§ JOB
Copy each line exactly. Leave nothing out.

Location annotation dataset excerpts

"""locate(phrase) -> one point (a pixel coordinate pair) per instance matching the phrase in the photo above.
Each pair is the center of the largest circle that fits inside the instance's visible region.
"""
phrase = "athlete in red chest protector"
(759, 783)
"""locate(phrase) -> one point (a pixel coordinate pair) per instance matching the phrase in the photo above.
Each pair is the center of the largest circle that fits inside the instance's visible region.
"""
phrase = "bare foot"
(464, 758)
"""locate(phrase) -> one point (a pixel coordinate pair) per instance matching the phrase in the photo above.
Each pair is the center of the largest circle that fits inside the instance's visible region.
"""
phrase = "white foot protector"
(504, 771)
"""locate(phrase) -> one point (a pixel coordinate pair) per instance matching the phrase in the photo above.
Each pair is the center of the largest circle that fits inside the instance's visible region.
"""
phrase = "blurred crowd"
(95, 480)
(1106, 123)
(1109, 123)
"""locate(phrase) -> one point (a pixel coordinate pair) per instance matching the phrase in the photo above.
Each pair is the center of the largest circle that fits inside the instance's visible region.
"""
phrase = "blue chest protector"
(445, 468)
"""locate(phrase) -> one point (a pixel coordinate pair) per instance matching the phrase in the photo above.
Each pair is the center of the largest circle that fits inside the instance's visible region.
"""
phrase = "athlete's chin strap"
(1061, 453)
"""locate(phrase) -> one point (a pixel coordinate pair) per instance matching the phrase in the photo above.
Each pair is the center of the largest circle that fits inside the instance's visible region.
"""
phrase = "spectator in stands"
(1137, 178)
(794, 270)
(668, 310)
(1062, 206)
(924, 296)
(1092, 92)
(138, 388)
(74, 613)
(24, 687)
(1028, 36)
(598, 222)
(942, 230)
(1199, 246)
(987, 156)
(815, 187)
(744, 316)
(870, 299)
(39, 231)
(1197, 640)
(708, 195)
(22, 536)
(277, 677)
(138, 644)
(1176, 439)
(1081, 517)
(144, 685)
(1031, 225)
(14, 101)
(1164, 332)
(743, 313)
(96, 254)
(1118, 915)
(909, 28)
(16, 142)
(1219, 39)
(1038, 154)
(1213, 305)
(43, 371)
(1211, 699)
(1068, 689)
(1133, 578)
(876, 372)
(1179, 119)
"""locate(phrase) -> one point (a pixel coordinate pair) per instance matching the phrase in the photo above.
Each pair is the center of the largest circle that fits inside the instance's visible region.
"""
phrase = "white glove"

§ SOLUTION TO THE EXERCISE
"""locate(phrase) -> one point (a pixel coordinate pair) per instance matching the phrase in the photo above.
Each pair is the center of the largest circle that fits inside the instance's visible region.
"""
phrase = "athlete in red chest protector"
(759, 783)
"""locate(phrase) -> one point (a pixel coordinate pair) per instance matching the phrase in the photo above.
Each pair is the center of the largest circle that fits inside the instance's visible region.
"""
phrase = "bare foot"
(464, 758)
"""locate(phrase) -> one point (a pixel coordinate pair) per instance matching the phrase in the photo above.
Each pair is the center of the largest circle that fits inside the instance's visible region.
"""
phrase = "white foot protector"
(504, 771)
"""locate(phrase) -> one point (a pixel coordinate pair) per instance matching the phrase in the photo above.
Each pair is the center of the largest circle that fits inside the instance's visible region.
"""
phrase = "blurred crowd"
(95, 480)
(1106, 123)
(1109, 123)
"""locate(phrase) -> one point (a pixel coordinate pair) per instance matching the phrase in the photo above.
Each pair is the center of the largest circle that fits inside the instance's visible region.
"""
phrase = "blue chest protector"
(445, 468)
"""locate(phrase) -> one point (a pixel coordinate pair) per instance matching the phrase in the photo above.
Each pair is the center of the largest circle that fits inside the instance's visible region.
"""
phrase = "athlete's chin strap"
(1061, 453)
"""locate(phrase) -> one point (a pixel coordinate pair) per instance matching the phrase in the photo above.
Each pair is the center of the largest circle that fits inside the instance's visible region.
"""
phrase = "spectator in stands"
(1137, 178)
(794, 270)
(668, 310)
(1062, 206)
(924, 296)
(1092, 92)
(138, 388)
(74, 613)
(24, 687)
(1028, 36)
(598, 222)
(942, 230)
(1199, 246)
(987, 156)
(815, 187)
(744, 316)
(870, 299)
(39, 231)
(1197, 640)
(708, 195)
(22, 536)
(277, 677)
(138, 644)
(1176, 439)
(1081, 517)
(144, 685)
(1031, 225)
(14, 101)
(1164, 332)
(743, 313)
(96, 254)
(1118, 915)
(909, 28)
(16, 142)
(1219, 39)
(1038, 154)
(1213, 305)
(43, 371)
(1211, 699)
(1068, 689)
(1133, 578)
(876, 372)
(1179, 119)
"""locate(phrase) -> one point (a pixel coordinate pair) per instance matching the phrase in the photo above.
Each pair is the center of the largest circle that fits inside the instance's visible region.
"""
phrase = "white glove"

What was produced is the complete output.